[DATASET CONTENT]
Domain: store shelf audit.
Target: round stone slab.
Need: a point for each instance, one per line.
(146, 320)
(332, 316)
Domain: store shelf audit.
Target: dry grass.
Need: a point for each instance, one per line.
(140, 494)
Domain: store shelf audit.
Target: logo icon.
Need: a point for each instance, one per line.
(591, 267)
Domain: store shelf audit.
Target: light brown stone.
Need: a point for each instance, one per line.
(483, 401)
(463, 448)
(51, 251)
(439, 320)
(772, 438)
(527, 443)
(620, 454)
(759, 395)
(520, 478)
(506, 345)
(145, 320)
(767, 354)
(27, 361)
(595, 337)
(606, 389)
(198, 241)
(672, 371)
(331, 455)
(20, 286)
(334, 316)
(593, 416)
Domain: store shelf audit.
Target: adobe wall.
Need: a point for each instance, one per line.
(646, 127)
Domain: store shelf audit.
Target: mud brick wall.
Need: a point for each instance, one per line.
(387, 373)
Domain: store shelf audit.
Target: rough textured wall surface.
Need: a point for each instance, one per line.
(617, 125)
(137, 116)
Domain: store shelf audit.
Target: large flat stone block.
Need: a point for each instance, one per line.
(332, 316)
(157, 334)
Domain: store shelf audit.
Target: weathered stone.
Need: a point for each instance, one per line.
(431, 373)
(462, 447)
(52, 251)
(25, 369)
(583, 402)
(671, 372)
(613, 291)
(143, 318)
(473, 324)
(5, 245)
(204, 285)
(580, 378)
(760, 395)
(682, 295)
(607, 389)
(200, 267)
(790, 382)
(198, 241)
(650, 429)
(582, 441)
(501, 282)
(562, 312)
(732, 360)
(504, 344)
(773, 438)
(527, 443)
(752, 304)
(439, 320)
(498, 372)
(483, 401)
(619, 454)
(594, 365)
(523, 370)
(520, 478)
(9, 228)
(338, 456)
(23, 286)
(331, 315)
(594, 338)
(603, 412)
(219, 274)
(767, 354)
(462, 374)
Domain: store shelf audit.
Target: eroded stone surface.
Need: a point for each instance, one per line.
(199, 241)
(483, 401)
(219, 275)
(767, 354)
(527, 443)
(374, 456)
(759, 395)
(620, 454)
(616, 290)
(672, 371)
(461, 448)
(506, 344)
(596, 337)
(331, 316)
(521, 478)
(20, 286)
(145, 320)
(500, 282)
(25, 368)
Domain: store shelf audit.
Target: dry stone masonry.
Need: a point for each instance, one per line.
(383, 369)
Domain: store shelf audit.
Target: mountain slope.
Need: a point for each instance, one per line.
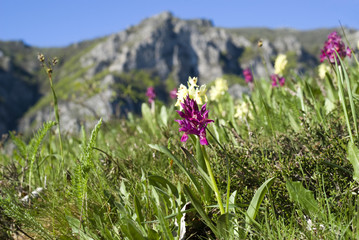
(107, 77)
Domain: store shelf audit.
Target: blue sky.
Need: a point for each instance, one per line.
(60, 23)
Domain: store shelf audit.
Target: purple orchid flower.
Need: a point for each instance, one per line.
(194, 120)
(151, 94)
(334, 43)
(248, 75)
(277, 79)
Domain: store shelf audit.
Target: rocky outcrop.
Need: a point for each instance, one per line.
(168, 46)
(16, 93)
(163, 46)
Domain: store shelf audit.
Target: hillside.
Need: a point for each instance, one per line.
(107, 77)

---

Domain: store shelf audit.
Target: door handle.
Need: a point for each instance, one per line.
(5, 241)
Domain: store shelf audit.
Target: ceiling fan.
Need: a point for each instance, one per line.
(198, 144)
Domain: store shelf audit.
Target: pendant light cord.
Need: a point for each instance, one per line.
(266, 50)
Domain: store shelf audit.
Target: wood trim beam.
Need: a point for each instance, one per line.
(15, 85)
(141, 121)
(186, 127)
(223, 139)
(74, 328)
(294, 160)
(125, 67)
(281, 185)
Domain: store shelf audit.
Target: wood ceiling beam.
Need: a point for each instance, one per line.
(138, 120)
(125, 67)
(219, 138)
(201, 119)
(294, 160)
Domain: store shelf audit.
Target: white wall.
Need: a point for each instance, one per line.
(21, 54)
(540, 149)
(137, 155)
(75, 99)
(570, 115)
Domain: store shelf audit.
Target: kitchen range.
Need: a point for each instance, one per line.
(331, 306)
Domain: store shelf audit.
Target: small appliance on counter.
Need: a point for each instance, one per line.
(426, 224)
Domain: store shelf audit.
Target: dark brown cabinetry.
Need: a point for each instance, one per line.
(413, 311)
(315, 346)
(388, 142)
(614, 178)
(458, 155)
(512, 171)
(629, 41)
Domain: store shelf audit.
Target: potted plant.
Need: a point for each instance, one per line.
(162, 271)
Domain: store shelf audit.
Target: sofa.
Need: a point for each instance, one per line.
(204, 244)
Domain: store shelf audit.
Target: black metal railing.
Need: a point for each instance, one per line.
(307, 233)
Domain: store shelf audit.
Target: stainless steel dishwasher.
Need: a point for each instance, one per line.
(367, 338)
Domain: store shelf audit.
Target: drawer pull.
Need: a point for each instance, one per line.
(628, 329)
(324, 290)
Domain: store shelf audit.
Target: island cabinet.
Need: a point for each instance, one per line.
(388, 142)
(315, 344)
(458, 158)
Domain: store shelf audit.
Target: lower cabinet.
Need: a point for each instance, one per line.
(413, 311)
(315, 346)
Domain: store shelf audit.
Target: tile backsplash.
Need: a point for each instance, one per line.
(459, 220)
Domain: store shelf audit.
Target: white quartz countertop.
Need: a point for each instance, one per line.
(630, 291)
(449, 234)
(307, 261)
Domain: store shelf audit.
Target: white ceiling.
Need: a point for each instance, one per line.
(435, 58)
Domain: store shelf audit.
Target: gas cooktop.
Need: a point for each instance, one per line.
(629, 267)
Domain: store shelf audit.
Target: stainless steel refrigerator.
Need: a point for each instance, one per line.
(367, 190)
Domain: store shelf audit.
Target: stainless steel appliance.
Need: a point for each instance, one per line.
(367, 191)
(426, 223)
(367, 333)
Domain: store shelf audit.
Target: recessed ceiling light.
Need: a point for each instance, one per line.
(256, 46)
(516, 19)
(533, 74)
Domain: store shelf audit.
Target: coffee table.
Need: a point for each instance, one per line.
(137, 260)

* * *

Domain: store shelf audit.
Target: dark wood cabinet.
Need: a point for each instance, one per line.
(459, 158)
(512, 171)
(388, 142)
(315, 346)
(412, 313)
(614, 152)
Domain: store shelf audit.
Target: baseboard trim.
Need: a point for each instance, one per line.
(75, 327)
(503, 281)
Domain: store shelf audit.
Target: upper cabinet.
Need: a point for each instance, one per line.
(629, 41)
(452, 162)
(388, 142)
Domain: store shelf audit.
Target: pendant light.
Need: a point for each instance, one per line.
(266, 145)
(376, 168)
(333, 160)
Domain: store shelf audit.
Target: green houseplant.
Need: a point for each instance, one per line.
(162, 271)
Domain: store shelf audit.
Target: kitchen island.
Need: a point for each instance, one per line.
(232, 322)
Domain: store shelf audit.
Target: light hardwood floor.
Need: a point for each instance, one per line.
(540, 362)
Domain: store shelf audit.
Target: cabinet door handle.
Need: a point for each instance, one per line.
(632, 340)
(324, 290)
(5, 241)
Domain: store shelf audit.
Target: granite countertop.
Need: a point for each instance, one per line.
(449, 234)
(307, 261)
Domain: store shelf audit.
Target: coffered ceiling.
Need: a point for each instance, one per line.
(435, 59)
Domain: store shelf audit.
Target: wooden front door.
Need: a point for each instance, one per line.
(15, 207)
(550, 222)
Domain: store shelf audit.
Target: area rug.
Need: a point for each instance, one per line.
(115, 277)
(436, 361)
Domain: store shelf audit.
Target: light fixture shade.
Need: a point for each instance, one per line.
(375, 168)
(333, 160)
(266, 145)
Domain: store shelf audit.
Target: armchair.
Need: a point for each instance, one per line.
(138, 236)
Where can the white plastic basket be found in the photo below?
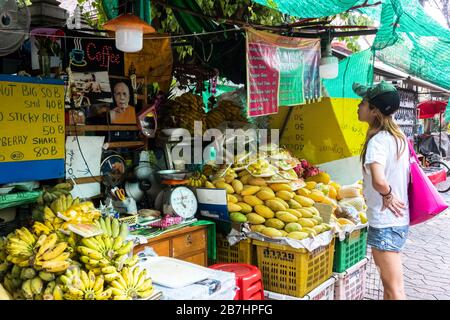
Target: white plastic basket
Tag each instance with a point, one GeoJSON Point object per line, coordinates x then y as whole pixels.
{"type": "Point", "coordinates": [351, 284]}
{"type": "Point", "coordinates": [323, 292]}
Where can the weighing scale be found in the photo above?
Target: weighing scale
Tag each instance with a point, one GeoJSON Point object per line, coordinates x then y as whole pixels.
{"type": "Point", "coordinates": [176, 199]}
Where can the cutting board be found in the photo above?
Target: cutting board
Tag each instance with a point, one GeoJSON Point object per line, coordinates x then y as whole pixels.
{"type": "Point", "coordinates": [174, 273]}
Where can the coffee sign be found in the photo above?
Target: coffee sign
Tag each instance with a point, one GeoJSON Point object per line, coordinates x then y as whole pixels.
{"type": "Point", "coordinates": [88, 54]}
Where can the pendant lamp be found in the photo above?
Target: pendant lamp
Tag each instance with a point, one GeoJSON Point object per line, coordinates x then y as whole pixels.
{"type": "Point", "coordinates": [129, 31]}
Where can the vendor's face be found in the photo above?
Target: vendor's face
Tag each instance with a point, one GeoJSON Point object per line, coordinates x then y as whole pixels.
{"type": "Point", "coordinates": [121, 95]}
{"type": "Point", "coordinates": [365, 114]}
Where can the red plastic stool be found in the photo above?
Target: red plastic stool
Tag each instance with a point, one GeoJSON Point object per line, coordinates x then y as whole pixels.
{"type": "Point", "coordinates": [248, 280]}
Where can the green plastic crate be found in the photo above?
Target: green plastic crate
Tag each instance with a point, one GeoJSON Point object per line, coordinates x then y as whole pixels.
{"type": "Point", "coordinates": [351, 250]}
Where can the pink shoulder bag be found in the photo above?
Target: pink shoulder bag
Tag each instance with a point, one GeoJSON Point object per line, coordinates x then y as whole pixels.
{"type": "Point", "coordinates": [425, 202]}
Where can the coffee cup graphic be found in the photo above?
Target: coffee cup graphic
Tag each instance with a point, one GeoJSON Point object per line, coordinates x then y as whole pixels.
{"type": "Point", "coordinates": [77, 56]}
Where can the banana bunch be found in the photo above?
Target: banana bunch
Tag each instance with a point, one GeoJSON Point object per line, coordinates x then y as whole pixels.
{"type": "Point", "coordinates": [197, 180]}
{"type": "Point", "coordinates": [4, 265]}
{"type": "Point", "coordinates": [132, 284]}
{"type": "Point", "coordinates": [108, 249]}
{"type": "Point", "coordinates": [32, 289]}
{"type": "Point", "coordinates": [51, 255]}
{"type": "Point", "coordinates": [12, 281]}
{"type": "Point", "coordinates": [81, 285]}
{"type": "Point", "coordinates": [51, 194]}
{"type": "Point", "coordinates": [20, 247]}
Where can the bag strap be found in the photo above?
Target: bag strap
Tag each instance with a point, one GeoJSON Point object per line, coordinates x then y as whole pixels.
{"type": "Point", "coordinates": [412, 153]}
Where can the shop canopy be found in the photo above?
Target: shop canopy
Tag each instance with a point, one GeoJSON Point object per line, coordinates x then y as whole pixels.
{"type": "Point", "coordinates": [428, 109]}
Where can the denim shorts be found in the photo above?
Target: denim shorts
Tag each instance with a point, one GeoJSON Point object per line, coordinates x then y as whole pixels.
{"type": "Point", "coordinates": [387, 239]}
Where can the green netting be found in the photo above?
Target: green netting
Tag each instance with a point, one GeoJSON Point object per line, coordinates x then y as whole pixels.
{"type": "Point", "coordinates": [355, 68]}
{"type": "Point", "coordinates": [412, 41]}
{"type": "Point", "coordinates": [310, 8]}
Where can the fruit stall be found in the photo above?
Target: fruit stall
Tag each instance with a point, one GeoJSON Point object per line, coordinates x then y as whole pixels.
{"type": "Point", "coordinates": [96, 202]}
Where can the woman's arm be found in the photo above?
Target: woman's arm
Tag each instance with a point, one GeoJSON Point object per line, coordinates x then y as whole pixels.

[ACTIVITY] Output should match, line for line, the stretch of the material above from the line holding "Target: wood trim beam." through the line holding "Target: small appliance on counter.".

[COMPLETED TASK]
Target: wood trim beam.
Need: a point for each instance, one per line.
(15, 85)
(141, 121)
(186, 127)
(223, 139)
(74, 328)
(294, 160)
(125, 67)
(281, 185)
Domain: store shelf audit.
Target: wood ceiling beam.
Need: a point for each instance, one per line.
(138, 120)
(125, 67)
(219, 138)
(201, 119)
(294, 160)
Domain: store shelf audit.
Target: white wall.
Need: a point for each instance, one per line.
(21, 54)
(540, 149)
(137, 155)
(75, 99)
(570, 115)
Domain: store shelf audit.
Target: kitchen range.
Need: a point for each instance, one per line.
(331, 306)
Domain: store shelf audit.
Target: small appliance on counter.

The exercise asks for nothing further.